-- begin ITEMS --
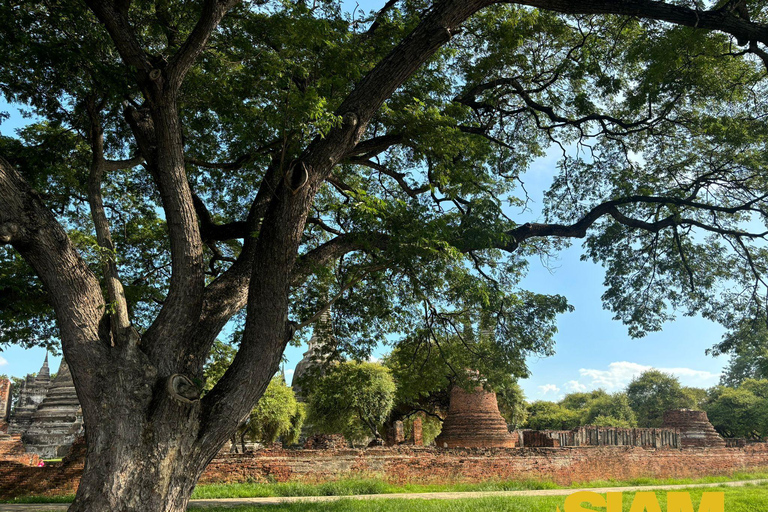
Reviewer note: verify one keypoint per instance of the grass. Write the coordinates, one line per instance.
(352, 487)
(737, 499)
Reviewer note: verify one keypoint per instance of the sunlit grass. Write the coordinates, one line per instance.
(352, 487)
(737, 499)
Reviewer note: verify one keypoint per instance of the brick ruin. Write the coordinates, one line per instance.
(602, 436)
(32, 393)
(47, 418)
(681, 428)
(694, 427)
(5, 403)
(320, 343)
(474, 421)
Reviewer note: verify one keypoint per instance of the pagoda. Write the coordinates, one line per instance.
(58, 419)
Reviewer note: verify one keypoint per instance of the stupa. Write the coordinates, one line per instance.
(474, 421)
(32, 393)
(694, 427)
(320, 345)
(58, 419)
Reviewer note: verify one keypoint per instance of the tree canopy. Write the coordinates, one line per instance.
(198, 162)
(577, 409)
(351, 398)
(653, 393)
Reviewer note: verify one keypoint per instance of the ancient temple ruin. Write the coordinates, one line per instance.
(321, 344)
(694, 427)
(474, 421)
(48, 414)
(32, 393)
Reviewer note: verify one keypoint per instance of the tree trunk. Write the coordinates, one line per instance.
(143, 442)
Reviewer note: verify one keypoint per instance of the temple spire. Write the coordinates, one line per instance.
(45, 373)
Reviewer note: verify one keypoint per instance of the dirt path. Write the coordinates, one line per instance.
(238, 502)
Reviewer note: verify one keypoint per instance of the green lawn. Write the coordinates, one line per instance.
(743, 499)
(351, 487)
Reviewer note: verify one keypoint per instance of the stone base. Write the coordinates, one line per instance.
(694, 427)
(474, 421)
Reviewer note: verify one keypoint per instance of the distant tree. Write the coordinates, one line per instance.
(220, 358)
(512, 404)
(609, 410)
(16, 383)
(277, 414)
(544, 415)
(297, 422)
(738, 412)
(351, 398)
(192, 160)
(747, 344)
(588, 408)
(430, 362)
(698, 396)
(653, 393)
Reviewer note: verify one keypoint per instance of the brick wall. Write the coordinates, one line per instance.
(424, 465)
(5, 399)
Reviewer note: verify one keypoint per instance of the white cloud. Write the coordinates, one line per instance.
(546, 388)
(618, 374)
(575, 386)
(621, 373)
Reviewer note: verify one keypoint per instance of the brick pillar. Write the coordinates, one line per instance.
(5, 400)
(417, 431)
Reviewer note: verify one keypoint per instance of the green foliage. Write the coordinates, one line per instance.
(543, 415)
(653, 393)
(220, 358)
(277, 414)
(576, 409)
(741, 411)
(352, 399)
(512, 404)
(16, 383)
(747, 342)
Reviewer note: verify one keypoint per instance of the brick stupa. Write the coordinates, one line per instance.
(694, 427)
(32, 393)
(474, 421)
(57, 421)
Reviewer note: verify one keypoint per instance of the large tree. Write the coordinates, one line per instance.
(199, 161)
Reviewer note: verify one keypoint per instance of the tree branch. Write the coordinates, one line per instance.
(119, 318)
(724, 19)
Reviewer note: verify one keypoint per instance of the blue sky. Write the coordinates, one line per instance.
(592, 351)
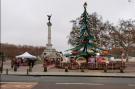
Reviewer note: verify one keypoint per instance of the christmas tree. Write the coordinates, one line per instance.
(87, 45)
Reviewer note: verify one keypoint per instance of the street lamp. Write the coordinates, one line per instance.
(1, 61)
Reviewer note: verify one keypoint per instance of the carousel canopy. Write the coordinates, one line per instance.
(26, 55)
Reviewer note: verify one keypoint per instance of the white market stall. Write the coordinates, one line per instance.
(26, 55)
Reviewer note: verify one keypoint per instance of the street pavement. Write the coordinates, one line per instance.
(55, 82)
(52, 71)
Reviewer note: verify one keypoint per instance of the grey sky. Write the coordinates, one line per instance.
(24, 21)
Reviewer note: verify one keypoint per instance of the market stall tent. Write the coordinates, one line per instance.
(26, 55)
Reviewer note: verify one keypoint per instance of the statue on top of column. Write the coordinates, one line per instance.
(49, 17)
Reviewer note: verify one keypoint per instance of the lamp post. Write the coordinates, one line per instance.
(1, 61)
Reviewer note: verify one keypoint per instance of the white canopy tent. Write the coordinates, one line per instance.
(26, 55)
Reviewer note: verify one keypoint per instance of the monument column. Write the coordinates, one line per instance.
(49, 24)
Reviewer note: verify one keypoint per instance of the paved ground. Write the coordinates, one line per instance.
(38, 70)
(49, 82)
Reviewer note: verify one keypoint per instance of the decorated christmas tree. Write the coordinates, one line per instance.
(87, 45)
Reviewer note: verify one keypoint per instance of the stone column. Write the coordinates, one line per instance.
(49, 45)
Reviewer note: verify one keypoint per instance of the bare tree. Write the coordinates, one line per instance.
(124, 35)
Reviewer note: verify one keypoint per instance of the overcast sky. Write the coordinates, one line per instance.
(24, 21)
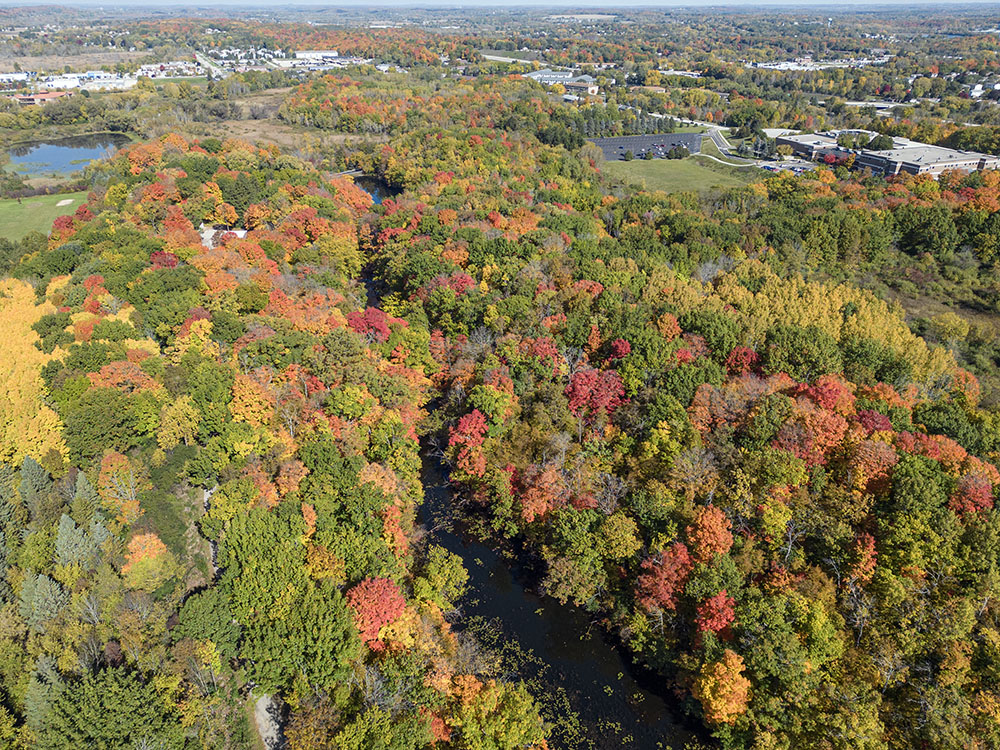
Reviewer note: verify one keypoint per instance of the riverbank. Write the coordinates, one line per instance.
(586, 683)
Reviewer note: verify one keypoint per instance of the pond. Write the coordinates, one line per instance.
(572, 666)
(376, 187)
(63, 156)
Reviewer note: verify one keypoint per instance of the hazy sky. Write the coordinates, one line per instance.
(561, 4)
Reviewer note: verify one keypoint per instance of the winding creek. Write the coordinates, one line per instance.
(566, 658)
(618, 704)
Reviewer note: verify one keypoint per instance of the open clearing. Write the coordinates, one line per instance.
(35, 213)
(674, 175)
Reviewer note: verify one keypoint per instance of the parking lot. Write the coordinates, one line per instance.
(615, 148)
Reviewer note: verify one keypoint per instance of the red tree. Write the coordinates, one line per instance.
(710, 534)
(593, 393)
(663, 577)
(716, 613)
(376, 602)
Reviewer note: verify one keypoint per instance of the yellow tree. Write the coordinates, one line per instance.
(27, 425)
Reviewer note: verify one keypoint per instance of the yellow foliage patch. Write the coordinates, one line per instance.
(27, 425)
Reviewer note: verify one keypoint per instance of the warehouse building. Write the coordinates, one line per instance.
(905, 155)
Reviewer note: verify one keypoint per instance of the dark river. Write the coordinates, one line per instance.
(571, 666)
(566, 659)
(63, 156)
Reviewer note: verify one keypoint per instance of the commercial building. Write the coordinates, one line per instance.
(567, 78)
(41, 98)
(316, 54)
(905, 155)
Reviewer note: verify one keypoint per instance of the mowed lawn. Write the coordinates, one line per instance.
(674, 175)
(35, 214)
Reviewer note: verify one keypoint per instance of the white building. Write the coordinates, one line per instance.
(316, 54)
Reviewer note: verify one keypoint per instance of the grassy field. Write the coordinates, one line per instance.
(674, 175)
(35, 213)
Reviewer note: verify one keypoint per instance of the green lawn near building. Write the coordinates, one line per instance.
(35, 213)
(674, 175)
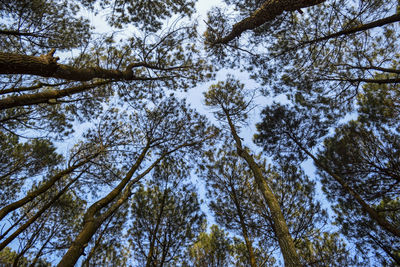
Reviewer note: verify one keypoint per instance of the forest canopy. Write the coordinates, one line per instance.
(104, 160)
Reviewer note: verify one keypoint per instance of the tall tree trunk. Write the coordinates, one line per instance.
(373, 214)
(48, 96)
(248, 242)
(47, 66)
(37, 215)
(43, 188)
(154, 235)
(268, 11)
(92, 223)
(281, 229)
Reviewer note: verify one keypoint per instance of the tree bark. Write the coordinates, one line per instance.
(154, 236)
(269, 10)
(249, 246)
(281, 229)
(360, 28)
(43, 188)
(92, 223)
(48, 96)
(373, 214)
(37, 215)
(47, 66)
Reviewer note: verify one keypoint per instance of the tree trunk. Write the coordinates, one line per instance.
(37, 215)
(154, 236)
(47, 66)
(249, 246)
(370, 211)
(269, 10)
(43, 188)
(281, 229)
(48, 96)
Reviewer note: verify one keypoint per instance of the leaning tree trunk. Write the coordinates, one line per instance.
(281, 229)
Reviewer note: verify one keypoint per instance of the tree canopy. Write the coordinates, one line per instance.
(104, 160)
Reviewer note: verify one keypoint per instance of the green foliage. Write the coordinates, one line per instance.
(165, 216)
(211, 249)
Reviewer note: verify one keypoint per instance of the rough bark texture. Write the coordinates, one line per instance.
(48, 96)
(153, 237)
(269, 10)
(47, 66)
(367, 208)
(43, 188)
(93, 220)
(360, 28)
(36, 216)
(248, 242)
(281, 229)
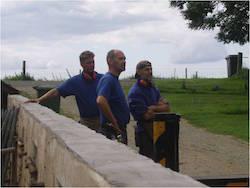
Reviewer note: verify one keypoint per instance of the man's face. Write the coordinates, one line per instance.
(88, 65)
(146, 73)
(119, 61)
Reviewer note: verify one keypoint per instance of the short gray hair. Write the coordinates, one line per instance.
(85, 55)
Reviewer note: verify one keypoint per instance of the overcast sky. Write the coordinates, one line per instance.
(50, 35)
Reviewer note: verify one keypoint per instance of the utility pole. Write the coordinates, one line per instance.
(24, 69)
(239, 62)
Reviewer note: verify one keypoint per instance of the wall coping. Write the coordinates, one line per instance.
(114, 163)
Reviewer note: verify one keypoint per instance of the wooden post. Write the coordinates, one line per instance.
(239, 62)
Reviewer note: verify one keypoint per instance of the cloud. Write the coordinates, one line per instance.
(50, 35)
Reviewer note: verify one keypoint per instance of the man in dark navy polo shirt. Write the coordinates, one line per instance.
(144, 101)
(83, 87)
(114, 111)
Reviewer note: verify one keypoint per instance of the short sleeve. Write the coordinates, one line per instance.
(67, 88)
(104, 87)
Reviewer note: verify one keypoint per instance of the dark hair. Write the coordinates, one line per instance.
(85, 55)
(141, 65)
(110, 55)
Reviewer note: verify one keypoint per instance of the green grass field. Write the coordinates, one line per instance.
(218, 105)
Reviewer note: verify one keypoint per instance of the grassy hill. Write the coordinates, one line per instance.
(218, 105)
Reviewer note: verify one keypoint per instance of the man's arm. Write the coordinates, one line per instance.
(50, 94)
(106, 110)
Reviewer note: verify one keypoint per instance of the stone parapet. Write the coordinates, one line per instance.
(58, 151)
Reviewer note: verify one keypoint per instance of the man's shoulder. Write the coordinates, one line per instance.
(107, 77)
(99, 75)
(135, 89)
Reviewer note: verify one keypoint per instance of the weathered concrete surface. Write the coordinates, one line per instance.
(65, 153)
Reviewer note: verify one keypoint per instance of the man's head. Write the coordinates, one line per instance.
(144, 70)
(116, 61)
(87, 61)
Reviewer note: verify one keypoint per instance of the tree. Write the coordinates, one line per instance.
(231, 17)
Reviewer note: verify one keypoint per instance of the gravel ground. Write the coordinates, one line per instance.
(201, 152)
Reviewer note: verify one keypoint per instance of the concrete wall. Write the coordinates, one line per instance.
(57, 151)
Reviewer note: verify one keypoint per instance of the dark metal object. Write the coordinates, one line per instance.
(234, 181)
(166, 145)
(8, 145)
(5, 91)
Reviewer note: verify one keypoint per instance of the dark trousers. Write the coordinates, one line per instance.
(145, 144)
(111, 133)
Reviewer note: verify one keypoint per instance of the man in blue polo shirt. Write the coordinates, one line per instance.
(83, 87)
(144, 101)
(114, 111)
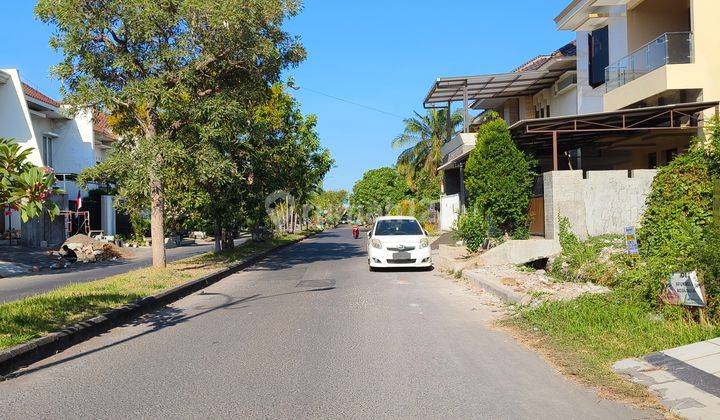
-- end ITEMS --
_WHAT THIS TASK INVOLVES_.
Count the lines in the material above that contain the string "polo", matching uppercase and lowercase exactly. Reply with the number alone.

_ANSWER BELOW_.
2